> _AIM OF THE EXERCISE_:
What you return must match the listing exactly, with every image removed.

> _EXTRACTED RECORDS_:
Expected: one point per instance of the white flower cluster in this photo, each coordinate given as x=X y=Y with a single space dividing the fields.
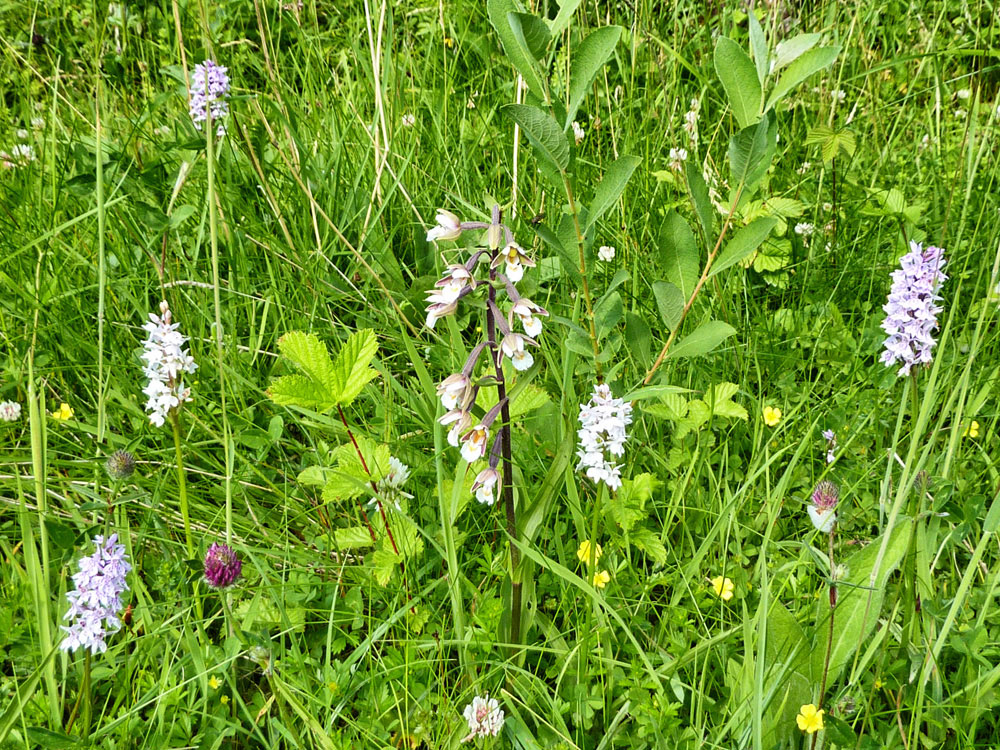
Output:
x=485 y=718
x=166 y=360
x=10 y=411
x=602 y=433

> _RESULT OF THE EXERCISE_:
Expected: one point per instance of the white flower cluster in this photo, each coordinate given as x=X y=Y with a single space dividing the fields.
Output:
x=485 y=718
x=166 y=360
x=10 y=411
x=602 y=433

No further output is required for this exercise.